**WORK TO DO**. Please copy out the records below, starting with the line containing "Expected: the pointer indicates a point on the shed" and going on through the end of the records, requests included, and give nothing else. Scale every coordinate in the answers by 1.9, rounding each result to a whole number with halves going up.

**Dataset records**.
☆ ☆ ☆

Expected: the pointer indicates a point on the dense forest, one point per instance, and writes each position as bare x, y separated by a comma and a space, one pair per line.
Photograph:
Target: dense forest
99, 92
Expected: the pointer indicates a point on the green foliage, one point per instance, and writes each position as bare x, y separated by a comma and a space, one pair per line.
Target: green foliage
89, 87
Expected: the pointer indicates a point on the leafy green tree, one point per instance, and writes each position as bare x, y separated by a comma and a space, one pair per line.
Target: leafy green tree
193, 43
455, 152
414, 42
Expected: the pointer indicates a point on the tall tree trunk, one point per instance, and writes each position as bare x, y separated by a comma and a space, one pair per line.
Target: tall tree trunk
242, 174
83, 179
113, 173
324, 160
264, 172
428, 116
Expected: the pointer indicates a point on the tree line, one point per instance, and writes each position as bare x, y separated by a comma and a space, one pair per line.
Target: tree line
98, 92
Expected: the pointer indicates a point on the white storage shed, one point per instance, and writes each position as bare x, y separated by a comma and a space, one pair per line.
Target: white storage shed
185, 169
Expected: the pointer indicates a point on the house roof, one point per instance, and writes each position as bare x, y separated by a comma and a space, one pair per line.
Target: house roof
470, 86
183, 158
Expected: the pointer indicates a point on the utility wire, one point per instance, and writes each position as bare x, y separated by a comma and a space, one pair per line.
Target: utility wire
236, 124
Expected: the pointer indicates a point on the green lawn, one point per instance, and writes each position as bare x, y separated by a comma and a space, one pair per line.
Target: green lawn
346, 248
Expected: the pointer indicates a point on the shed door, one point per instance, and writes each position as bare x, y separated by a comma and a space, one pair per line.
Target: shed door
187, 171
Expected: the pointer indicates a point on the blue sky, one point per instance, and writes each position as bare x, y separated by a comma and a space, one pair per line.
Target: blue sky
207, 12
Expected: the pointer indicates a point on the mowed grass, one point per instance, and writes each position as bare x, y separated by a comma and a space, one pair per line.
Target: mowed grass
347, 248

☆ ☆ ☆

**OUTPUT**.
Expected: the pointer indicates a point on the shed door, one point per instance, and writes each position as bare x, y separated by a comma and a space, one pair per line.
Target: shed door
355, 325
Expected: the pointer indicates a point on the blue sky, one point per instance, and writes each position as bare x, y separated by a comma and a space, one pair per line.
Target: blue sky
393, 23
Expected: the pointer indicates a point on the mowed grass, one point per instance, and writes each position as bare x, y separated by a comma and a space, one pair per line.
Target: mowed grass
659, 471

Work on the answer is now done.